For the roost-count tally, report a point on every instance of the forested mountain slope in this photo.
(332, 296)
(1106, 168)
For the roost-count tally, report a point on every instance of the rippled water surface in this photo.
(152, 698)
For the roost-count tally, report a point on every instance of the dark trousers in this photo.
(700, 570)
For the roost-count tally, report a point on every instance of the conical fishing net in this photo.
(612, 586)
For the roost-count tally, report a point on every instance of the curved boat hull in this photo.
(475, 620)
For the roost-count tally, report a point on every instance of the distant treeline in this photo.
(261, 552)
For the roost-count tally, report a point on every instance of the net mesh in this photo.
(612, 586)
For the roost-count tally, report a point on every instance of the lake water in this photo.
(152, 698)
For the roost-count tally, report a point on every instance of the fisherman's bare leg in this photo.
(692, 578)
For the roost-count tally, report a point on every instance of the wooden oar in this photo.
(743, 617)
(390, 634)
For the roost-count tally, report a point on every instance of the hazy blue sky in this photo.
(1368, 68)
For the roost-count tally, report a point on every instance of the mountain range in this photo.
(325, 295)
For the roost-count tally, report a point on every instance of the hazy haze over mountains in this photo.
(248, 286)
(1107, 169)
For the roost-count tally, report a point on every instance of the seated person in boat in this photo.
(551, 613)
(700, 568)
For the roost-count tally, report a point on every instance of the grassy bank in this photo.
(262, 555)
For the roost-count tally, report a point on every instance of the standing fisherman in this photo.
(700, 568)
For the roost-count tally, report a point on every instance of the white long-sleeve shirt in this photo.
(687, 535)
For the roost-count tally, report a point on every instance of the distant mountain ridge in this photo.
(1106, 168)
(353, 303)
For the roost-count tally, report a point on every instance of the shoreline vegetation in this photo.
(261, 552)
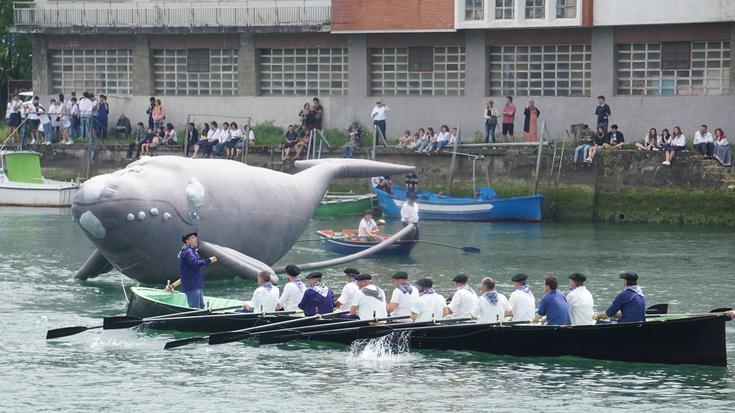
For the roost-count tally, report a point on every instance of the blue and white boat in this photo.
(485, 207)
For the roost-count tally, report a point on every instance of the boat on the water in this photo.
(487, 206)
(151, 302)
(346, 242)
(22, 182)
(337, 205)
(696, 339)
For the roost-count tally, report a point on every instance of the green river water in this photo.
(126, 370)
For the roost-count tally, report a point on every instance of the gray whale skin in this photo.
(248, 217)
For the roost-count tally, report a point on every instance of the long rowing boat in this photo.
(669, 340)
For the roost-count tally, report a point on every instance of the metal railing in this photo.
(62, 14)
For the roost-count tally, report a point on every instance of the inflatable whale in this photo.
(248, 217)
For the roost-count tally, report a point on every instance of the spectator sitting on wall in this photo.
(586, 141)
(651, 142)
(703, 142)
(723, 153)
(600, 140)
(123, 127)
(348, 150)
(140, 138)
(678, 144)
(615, 138)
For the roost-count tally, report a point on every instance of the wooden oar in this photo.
(239, 335)
(473, 250)
(70, 331)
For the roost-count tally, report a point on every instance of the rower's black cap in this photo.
(425, 282)
(460, 278)
(292, 270)
(630, 276)
(183, 239)
(578, 277)
(351, 271)
(400, 275)
(519, 277)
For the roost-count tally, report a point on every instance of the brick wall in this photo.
(392, 15)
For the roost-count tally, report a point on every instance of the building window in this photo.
(392, 71)
(540, 70)
(187, 72)
(665, 68)
(197, 60)
(535, 9)
(504, 9)
(303, 72)
(108, 71)
(474, 10)
(566, 9)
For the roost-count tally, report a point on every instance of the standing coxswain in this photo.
(522, 302)
(370, 301)
(191, 271)
(293, 291)
(464, 299)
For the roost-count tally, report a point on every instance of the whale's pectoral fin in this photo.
(239, 263)
(95, 265)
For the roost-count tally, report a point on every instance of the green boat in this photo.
(334, 205)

■ ■ ■

• _DESCRIPTION OF THE TASK_: Down to the last line, print the material exactly, but not its pictures.

• _WRITTEN SOLUTION_:
For the roost-count tally, report a point on every instance of the forested mountain slope in this photo.
(332, 296)
(1106, 168)
For the roost-count tally, report a point on every instance of the rippled water surface in this photo.
(152, 698)
For the roost-count tally, report a point on every instance of the dark trousers in this photo.
(700, 570)
For the roost-count tally, report a point on every instance of the conical fishing net in this photo.
(612, 586)
For the roost-count tally, report a point on every instance of the curved boat hull in this photo.
(475, 620)
For the roost-count tally, report a point on every instance of the distant treeline in this photo.
(261, 552)
For the roost-count tally, report a point on every instance of the net mesh in this photo.
(612, 586)
For the roost-count tally, report a point on every instance of the lake water in this photo.
(152, 698)
For the roost-count tally, report a point on every instance of the fisherman's bare leg in this photo.
(692, 578)
For the roost-count tally, report a point on every instance of the wooden oar in this photo.
(743, 617)
(390, 634)
For the roost-count tally, report a point on every instance of the hazy blue sky in this photo.
(1368, 68)
For the roost-count tally, report a point on every instance of the mountain range in this photo.
(325, 295)
For the roost-count tally, report a point on every instance of the hazy haze over mountains in this photo.
(248, 286)
(1107, 169)
For the roost-count tally, report a point on every instance of the seated person in boat in this photo.
(551, 613)
(700, 568)
For the roost-count tally, report a point on every instance of the grassy bank in this photo.
(262, 555)
For the roost-count tally, report a point on every instance of the standing fisherman in this photo.
(700, 568)
For the roost-count tally, report a point on every instance of the white long-sleeve shirt in this photo.
(687, 535)
For the roost-count tally, report a point on every instance of the distant mountain ridge in this photo.
(1106, 168)
(353, 303)
For the roost-count tally, report a point on every instance of the shoreline vegetation in this photo.
(261, 552)
For the roost-count tally, report a point on every instance of the blue and white boat in this photo.
(485, 207)
For the roost-count tally, report a point on every instance of the boat on the water in this photo.
(487, 206)
(151, 302)
(346, 242)
(22, 182)
(337, 205)
(696, 339)
For the roost-count tally, report a point on every instance of the green river water in this photo.
(126, 370)
For the roost-count tally, report a point on every instance of the gray whale skin in this photo.
(248, 217)
For the roost-count tally, report a point on every instance of the long rowing boat in this photo.
(669, 340)
For the roost-count tally, report a point on every instance of the metal railing in this photo.
(62, 14)
For the roost-count tally, report a point on every instance of the inflatable whale in this photo.
(248, 217)
For the roost-count tally, report a point on every instance of the spectator sitting on wall in this photo.
(586, 141)
(651, 142)
(703, 142)
(723, 153)
(600, 140)
(123, 127)
(348, 150)
(140, 138)
(678, 144)
(615, 138)
For the roost-count tally, report a point on every instance of the wooden oar in this photo.
(239, 335)
(473, 250)
(70, 331)
For the roost-count tally, report a point on every instance of the rower's black cap in this photo.
(425, 282)
(460, 278)
(292, 270)
(630, 276)
(183, 239)
(578, 277)
(351, 271)
(400, 275)
(519, 277)
For the roost-count tally, report a point on every instance of the brick wall in this photo.
(392, 15)
For the roost-count tally, report a point on every instance of the building window in this photo.
(392, 71)
(540, 70)
(187, 72)
(665, 68)
(197, 60)
(535, 9)
(504, 9)
(303, 72)
(108, 71)
(474, 10)
(566, 9)
For the roost-count tally, report a point on every instance of the standing coxswain in this photo.
(522, 302)
(370, 301)
(191, 271)
(293, 291)
(464, 299)
For the roost-count tally, report a point on every instance of the whale's pectoral fin in this photo.
(239, 263)
(95, 265)
For the roost-count tally, report a point on every instance of the green boat in this photo.
(334, 205)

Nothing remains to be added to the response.